■ **Selected extract**

Part of foolishness, or what looks like foolishness, is stealing ideas from a different domain. Someone in economics, for example, may borrow ideas from evolutionary biology, imagining that the ideas might be relevant to evolutionary economics. A scholar who does so will often get the ideas wrong; he may twist and strain them in applying them to his own discipline. But this kind of cross-disciplinary stealing can be very rich and productive. It's a tricky thing, because foolishness is usually that--foolishness. It can push you to be very creative, but uselessly creative. The chance that someone who knows no physics will be usefully creative in physics must be so close to zero as to be indistinguishable from it. Yet big jumps are likely to come in the form of foolishness that, against long odds, turns out to be valuable. So there's a nice tension between how much foolishness is good for knowledge and how much knowledge is good for foolishness.
Without further ceremony, the rhetoric here serves well to alert you to the value of jumping. To jump from one field of knowledge to another, to leave your camp and meddle with the affairs in another camp. Probing into territories of weakness is a strategy i have been following since age 2. So i like to read that a guru can make sense of it. What he is saying in that passsage is that surprises are likely to come from the outlines.

■ **Listed records**

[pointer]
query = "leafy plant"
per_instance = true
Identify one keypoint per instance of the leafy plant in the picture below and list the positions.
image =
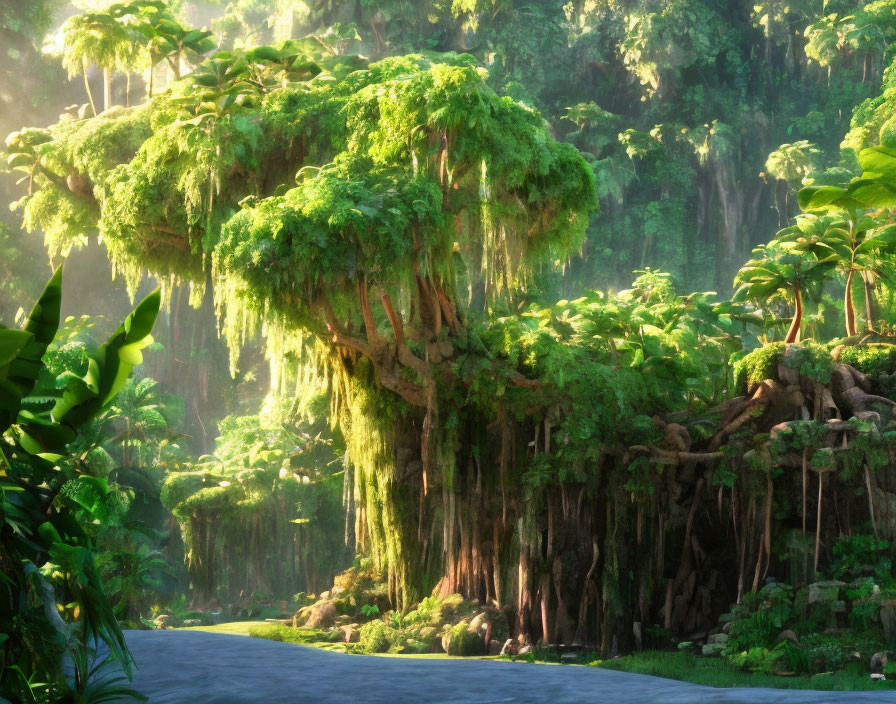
(46, 553)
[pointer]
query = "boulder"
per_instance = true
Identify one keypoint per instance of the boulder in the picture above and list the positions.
(321, 614)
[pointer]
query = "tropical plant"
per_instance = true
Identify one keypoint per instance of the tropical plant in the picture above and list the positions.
(779, 274)
(46, 555)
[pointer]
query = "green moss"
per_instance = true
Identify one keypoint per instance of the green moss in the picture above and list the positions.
(870, 359)
(758, 365)
(808, 358)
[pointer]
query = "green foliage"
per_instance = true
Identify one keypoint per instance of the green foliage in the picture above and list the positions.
(46, 500)
(861, 555)
(714, 672)
(758, 659)
(274, 478)
(377, 636)
(765, 615)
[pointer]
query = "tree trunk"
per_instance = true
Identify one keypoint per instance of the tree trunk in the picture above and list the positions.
(848, 307)
(793, 334)
(87, 86)
(107, 89)
(818, 522)
(869, 297)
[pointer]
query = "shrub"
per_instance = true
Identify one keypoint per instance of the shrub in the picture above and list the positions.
(377, 637)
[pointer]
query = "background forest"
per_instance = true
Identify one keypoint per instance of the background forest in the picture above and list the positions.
(395, 245)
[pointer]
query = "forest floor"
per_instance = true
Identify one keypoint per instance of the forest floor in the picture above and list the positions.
(177, 666)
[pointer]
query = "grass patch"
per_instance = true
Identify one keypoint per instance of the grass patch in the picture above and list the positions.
(715, 672)
(319, 639)
(233, 628)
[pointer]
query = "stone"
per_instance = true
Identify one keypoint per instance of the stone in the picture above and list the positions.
(878, 660)
(479, 622)
(787, 635)
(351, 632)
(825, 591)
(321, 614)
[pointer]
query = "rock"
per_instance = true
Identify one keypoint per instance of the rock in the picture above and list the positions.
(878, 660)
(479, 622)
(787, 635)
(825, 591)
(321, 614)
(351, 632)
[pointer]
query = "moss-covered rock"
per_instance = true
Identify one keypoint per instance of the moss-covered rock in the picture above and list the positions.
(460, 639)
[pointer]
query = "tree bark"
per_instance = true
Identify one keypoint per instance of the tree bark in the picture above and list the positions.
(793, 334)
(848, 306)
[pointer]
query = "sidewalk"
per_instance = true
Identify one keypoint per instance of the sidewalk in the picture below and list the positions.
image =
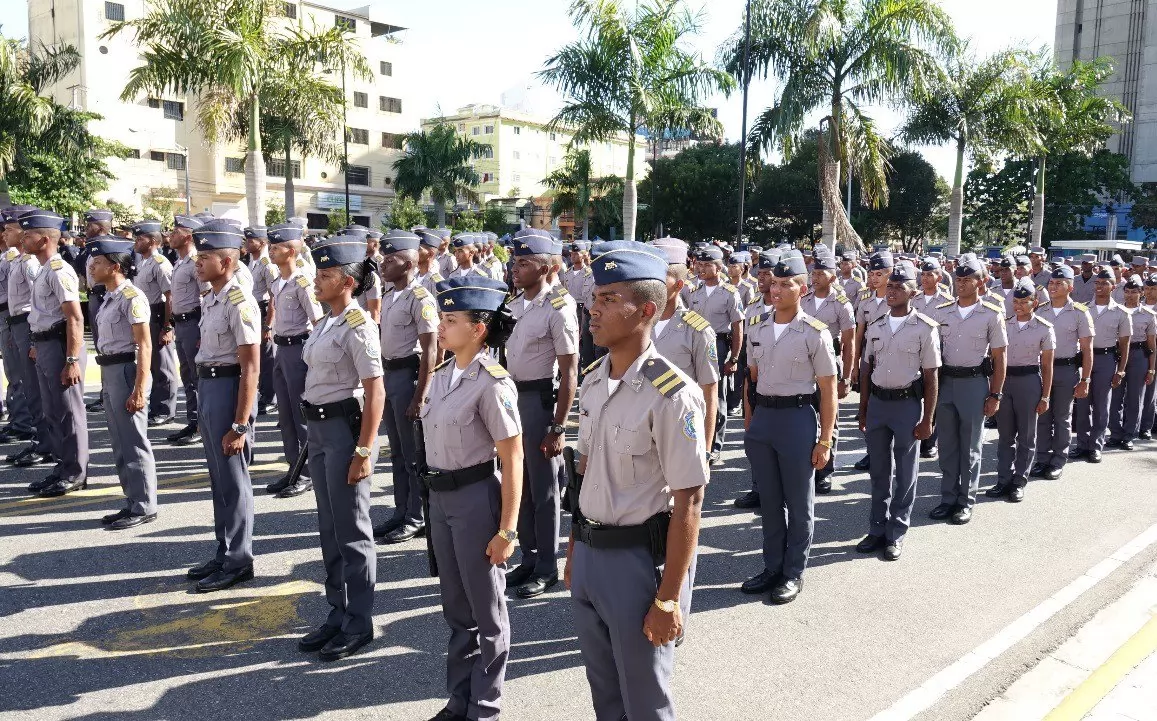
(1107, 671)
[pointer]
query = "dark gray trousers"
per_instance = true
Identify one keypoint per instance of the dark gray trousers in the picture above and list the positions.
(132, 454)
(779, 444)
(473, 596)
(344, 525)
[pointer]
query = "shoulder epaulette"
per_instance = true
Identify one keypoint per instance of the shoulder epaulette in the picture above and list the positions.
(695, 321)
(496, 370)
(663, 376)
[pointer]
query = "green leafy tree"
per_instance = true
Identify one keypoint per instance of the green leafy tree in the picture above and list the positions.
(629, 71)
(225, 53)
(437, 161)
(837, 57)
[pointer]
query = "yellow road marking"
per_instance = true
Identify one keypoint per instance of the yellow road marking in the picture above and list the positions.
(1085, 697)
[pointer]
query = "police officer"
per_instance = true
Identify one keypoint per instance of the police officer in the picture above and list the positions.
(227, 366)
(124, 353)
(897, 401)
(633, 538)
(544, 344)
(1031, 345)
(1125, 411)
(470, 418)
(1112, 329)
(343, 401)
(293, 313)
(971, 331)
(410, 352)
(57, 328)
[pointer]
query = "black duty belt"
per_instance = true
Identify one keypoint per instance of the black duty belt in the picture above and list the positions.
(452, 480)
(219, 372)
(115, 359)
(289, 340)
(397, 363)
(1024, 369)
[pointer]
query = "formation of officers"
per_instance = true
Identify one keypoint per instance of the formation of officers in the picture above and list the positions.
(472, 367)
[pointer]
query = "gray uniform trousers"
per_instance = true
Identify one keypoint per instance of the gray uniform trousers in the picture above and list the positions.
(473, 596)
(344, 524)
(30, 383)
(1090, 414)
(132, 454)
(1125, 407)
(188, 336)
(892, 447)
(64, 412)
(289, 383)
(1016, 425)
(960, 420)
(233, 488)
(611, 591)
(400, 385)
(539, 513)
(20, 418)
(779, 444)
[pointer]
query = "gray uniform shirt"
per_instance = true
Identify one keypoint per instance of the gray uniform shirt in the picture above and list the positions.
(405, 318)
(120, 310)
(898, 358)
(789, 365)
(228, 319)
(641, 441)
(462, 421)
(54, 285)
(544, 330)
(339, 354)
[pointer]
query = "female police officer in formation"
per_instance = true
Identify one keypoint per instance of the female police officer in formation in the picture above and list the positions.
(471, 416)
(124, 354)
(343, 402)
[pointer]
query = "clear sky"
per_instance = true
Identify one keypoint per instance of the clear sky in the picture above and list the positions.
(465, 51)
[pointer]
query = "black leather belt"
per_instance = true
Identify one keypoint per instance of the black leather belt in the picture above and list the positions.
(113, 359)
(219, 372)
(397, 363)
(452, 480)
(289, 340)
(1024, 369)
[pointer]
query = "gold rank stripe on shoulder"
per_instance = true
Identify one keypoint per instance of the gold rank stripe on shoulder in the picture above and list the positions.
(496, 370)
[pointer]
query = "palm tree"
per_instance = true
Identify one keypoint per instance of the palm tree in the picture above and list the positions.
(574, 188)
(838, 57)
(985, 107)
(437, 161)
(631, 72)
(225, 52)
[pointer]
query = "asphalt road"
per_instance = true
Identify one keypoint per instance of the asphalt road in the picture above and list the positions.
(102, 625)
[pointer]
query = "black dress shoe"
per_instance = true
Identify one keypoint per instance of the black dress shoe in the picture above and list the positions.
(870, 544)
(537, 586)
(204, 571)
(404, 532)
(520, 575)
(316, 639)
(61, 486)
(760, 583)
(132, 521)
(344, 645)
(748, 500)
(942, 512)
(786, 591)
(225, 579)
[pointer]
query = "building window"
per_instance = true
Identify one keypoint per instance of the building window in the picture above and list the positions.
(358, 175)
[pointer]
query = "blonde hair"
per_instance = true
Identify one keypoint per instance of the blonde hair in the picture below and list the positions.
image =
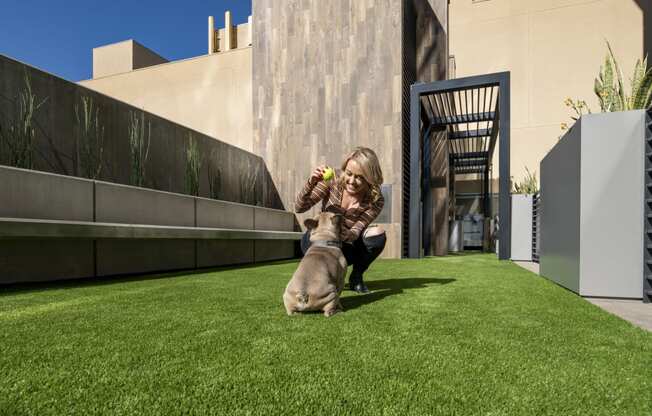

■ **Exercise set**
(a) In the passage on foolishness, what field does the example economist borrow ideas from?
(b) Retype the passage on foolishness, everything from "Without further ceremony, the" down to "from the outlines.".
(c) Extend the passage on foolishness past its final sentence.

■ **Answers by item**
(a) Evolutionary biology.

(b)
Without further ceremony, the rhetoric here serves well to alert you to the value of jumping. To jump from one field of knowledge to another, to leave your camp and meddle with the affairs in another camp. Probing into territories of weakness is a strategy i have been following since age 2. So i like to read that a guru can make sense of it. What he is saying in that passsage is that surprises are likely to come from the outlines.

(c)
However I´d rather rename cross-disciplinary stealing to cross-disciplinary healing. Stealing an idea presupposes that someone else owns it. It is true that you can own an idea by the amount of links that lead to you in regard to that idea. But when someone uses that idea, those links don´t get removed. They would rather be extended. Eventually someone adds the missing link, or triggers a whole new set. So, owning an idea comes through graciously giving it away freely.
Looking at a block of knowledge, being in front of it and being behind it after passing through it, are much like the same positions. Either position is tricky to start from. Attempting to know something and believing to know a masterfully lot is a situation much like a doctor-patient relationship. The doctor can only be healed by having patients. And there is nothing foolish about being a patient. Being sick with curiosity can hardly be called foolish. You don´t steal from your doctor. You give him the pain that he craves. So take the pills, but don´t use them as prescribed. That “can be very rich and productive”.